◆ **TRY IT**
The lines to retype are the one with "Target: boat roof" and all that follow it to the end of the entries below; copy them exactly and nothing else.

(Dataset excerpts)
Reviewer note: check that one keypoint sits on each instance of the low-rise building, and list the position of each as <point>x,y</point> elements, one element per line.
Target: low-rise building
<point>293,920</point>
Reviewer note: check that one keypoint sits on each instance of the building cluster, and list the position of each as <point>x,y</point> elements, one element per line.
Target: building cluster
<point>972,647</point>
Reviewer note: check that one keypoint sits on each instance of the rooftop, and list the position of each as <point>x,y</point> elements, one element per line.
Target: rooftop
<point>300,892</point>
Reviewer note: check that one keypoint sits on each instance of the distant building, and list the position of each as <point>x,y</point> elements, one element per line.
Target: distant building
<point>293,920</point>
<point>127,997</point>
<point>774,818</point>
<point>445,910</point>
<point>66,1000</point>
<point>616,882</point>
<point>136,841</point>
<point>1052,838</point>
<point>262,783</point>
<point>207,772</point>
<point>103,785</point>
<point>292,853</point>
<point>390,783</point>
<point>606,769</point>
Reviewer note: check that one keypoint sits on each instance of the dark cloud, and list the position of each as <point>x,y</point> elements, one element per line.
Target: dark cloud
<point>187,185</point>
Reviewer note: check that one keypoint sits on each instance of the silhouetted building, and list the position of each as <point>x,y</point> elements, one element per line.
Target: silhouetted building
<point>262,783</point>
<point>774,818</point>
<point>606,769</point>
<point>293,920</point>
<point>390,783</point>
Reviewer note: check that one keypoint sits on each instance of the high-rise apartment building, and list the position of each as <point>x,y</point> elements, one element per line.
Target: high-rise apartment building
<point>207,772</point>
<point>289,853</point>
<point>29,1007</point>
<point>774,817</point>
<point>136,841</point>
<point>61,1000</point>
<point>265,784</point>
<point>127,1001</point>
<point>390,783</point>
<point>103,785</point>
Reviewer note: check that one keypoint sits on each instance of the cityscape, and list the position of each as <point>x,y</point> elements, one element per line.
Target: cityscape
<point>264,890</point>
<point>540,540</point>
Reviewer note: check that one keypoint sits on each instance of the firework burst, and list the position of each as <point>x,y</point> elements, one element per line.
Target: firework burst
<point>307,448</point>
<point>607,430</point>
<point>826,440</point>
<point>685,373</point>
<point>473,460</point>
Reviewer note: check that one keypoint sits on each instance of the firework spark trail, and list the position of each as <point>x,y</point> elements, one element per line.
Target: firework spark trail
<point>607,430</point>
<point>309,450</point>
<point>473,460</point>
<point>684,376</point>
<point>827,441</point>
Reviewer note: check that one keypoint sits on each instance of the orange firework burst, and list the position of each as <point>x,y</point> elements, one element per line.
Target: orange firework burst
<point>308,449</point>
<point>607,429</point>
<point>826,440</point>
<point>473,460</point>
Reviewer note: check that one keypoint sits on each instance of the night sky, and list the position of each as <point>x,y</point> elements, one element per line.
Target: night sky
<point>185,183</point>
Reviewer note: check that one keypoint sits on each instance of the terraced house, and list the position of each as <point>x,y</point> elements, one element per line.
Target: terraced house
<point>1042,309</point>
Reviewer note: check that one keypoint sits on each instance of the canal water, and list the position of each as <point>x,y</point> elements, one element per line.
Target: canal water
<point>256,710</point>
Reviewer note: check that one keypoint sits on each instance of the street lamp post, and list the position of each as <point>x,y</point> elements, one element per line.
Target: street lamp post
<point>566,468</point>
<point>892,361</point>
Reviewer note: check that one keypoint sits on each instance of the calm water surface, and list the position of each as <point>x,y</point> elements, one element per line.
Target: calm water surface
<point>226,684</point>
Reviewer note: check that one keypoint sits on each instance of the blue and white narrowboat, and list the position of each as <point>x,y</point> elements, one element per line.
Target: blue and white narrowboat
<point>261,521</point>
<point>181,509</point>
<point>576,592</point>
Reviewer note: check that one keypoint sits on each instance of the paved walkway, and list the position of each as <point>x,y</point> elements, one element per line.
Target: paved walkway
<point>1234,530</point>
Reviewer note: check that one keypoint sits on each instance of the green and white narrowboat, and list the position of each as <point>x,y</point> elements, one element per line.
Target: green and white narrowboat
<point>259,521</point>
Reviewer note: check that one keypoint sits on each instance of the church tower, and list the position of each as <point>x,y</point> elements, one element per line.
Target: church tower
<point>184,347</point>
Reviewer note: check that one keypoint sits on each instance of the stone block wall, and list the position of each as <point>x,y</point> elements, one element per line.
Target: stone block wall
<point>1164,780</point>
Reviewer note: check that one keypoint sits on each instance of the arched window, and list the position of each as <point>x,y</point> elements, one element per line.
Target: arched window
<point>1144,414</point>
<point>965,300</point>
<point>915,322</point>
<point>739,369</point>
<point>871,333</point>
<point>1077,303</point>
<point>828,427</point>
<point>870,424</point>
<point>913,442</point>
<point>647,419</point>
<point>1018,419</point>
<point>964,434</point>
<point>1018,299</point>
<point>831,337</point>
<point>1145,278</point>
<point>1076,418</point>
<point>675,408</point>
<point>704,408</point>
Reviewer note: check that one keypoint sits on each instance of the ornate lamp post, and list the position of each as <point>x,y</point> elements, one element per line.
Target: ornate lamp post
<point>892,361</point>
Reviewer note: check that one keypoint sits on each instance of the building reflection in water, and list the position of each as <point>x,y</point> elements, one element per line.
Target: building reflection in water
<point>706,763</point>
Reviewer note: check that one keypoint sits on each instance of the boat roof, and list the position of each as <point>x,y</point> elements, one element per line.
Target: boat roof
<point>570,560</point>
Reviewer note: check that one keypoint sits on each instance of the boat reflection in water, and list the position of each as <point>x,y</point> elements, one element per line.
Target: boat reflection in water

◆ **REPLY**
Target: boat roof
<point>570,560</point>
Reviewer note: check that one keypoint sits on each instance of the boat reflection in water, and list the position of each as <point>x,y</point> elements, one element per line.
Target: boat reflection in water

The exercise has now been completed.